* _Task item_
Set down the lines that begin at the top of the records and end with the line containing "positive clicks: (52, 69) (11, 189) (97, 64)", and drop every picture.

Saved entries
------------------------------------------------------------

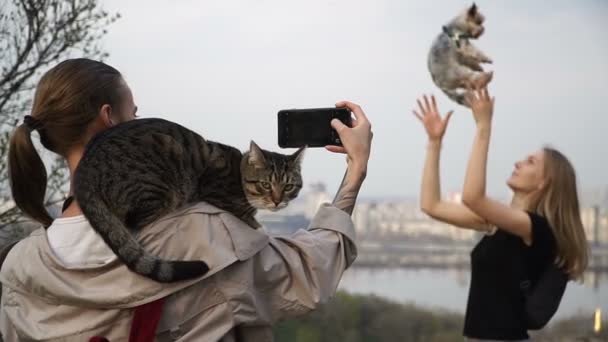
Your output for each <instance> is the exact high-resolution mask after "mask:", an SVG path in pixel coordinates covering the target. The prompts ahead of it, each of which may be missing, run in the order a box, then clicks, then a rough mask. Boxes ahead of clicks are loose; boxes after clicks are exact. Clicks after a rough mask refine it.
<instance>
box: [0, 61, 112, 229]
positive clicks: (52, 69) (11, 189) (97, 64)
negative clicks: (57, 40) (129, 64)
mask: <svg viewBox="0 0 608 342" xmlns="http://www.w3.org/2000/svg"><path fill="white" fill-rule="evenodd" d="M121 84H122V76H121V75H120V72H118V70H116V69H114V68H113V67H111V66H109V65H107V64H104V63H102V62H98V61H94V60H90V59H85V58H78V59H69V60H66V61H63V62H61V63H59V64H58V65H56V66H55V67H53V68H51V69H50V70H49V71H47V72H46V73H45V74H44V75H43V76H42V78H41V79H40V82H39V83H38V86H37V87H36V93H35V95H34V103H33V106H32V112H31V116H30V117H29V119H30V120H35V122H36V124H35V127H32V126H31V125H28V124H27V122H24V123H23V124H21V125H19V126H17V128H16V129H15V131H14V132H13V134H12V136H11V139H10V144H9V152H8V171H9V181H10V186H11V192H12V195H13V200H14V201H15V204H16V205H17V207H19V209H21V211H22V212H23V213H24V214H25V215H27V216H29V217H31V218H32V219H34V220H36V221H38V222H40V223H42V224H43V225H44V226H47V227H48V226H49V225H50V224H51V222H52V221H53V219H52V217H51V215H49V213H48V211H47V210H46V208H45V206H44V197H45V193H46V186H47V174H46V168H45V166H44V163H43V161H42V158H40V156H39V154H38V152H37V151H36V149H35V148H34V143H33V141H32V137H31V134H32V131H33V130H37V131H38V134H39V136H40V142H41V143H42V146H44V147H45V148H46V149H48V150H50V151H53V152H55V153H58V154H63V153H65V152H66V151H67V150H68V148H70V147H71V146H73V145H75V144H77V143H82V139H83V137H84V133H85V132H86V128H87V126H88V125H89V124H90V123H91V122H92V121H93V120H94V119H95V118H96V117H97V115H98V114H99V109H100V108H101V107H102V106H103V105H104V104H109V105H111V106H112V107H115V108H116V107H117V106H118V104H119V103H120V100H121V93H120V90H121V89H122V88H121Z"/></svg>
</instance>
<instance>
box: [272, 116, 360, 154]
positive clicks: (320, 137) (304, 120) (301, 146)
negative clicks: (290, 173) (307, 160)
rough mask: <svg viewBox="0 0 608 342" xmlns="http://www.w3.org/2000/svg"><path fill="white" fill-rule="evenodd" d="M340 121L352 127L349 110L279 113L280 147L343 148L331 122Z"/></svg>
mask: <svg viewBox="0 0 608 342" xmlns="http://www.w3.org/2000/svg"><path fill="white" fill-rule="evenodd" d="M333 119H338V120H340V121H342V123H344V124H345V125H347V126H349V127H351V125H352V117H351V113H350V110H349V109H348V108H343V107H342V108H309V109H284V110H281V111H279V113H278V127H279V147H281V148H285V147H302V146H308V147H323V146H327V145H337V146H342V141H340V137H339V136H338V132H336V130H335V129H333V128H332V127H331V120H333Z"/></svg>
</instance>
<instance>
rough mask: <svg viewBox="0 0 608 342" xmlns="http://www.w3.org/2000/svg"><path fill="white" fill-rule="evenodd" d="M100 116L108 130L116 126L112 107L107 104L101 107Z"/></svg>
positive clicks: (102, 120) (111, 106)
mask: <svg viewBox="0 0 608 342" xmlns="http://www.w3.org/2000/svg"><path fill="white" fill-rule="evenodd" d="M99 116H100V117H101V122H102V123H103V124H104V126H106V128H110V127H112V126H114V125H115V122H113V121H112V106H110V105H109V104H105V105H103V106H101V108H100V109H99Z"/></svg>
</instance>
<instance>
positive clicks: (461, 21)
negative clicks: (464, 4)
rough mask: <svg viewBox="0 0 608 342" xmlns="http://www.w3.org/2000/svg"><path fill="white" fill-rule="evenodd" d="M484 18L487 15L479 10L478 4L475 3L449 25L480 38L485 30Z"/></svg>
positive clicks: (461, 31)
mask: <svg viewBox="0 0 608 342" xmlns="http://www.w3.org/2000/svg"><path fill="white" fill-rule="evenodd" d="M484 20H485V17H484V16H483V14H481V12H479V10H478V8H477V5H475V4H473V5H471V7H469V8H467V9H466V10H465V11H464V12H463V13H461V14H460V15H459V16H457V17H456V18H454V19H453V20H452V21H451V22H450V24H449V25H448V26H450V27H451V28H453V29H456V30H458V31H459V32H461V33H466V34H469V35H471V36H472V37H473V38H479V36H481V34H482V33H483V31H484V27H483V22H484Z"/></svg>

------------------------------------------------------------

* _Reply to the exercise_
Your output for each <instance> is the exact high-resolution mask after "mask:", an SVG path in pixel coordinates covering the target. The prompts ahead of it, each of which may be missing, run in the order a box, then clicks, then a rough mask. Boxes ahead of clicks are loose; boxes after clicks are exact. Clicks after a rough mask refine it.
<instance>
box: [0, 61, 112, 229]
positive clicks: (52, 69) (11, 189) (97, 64)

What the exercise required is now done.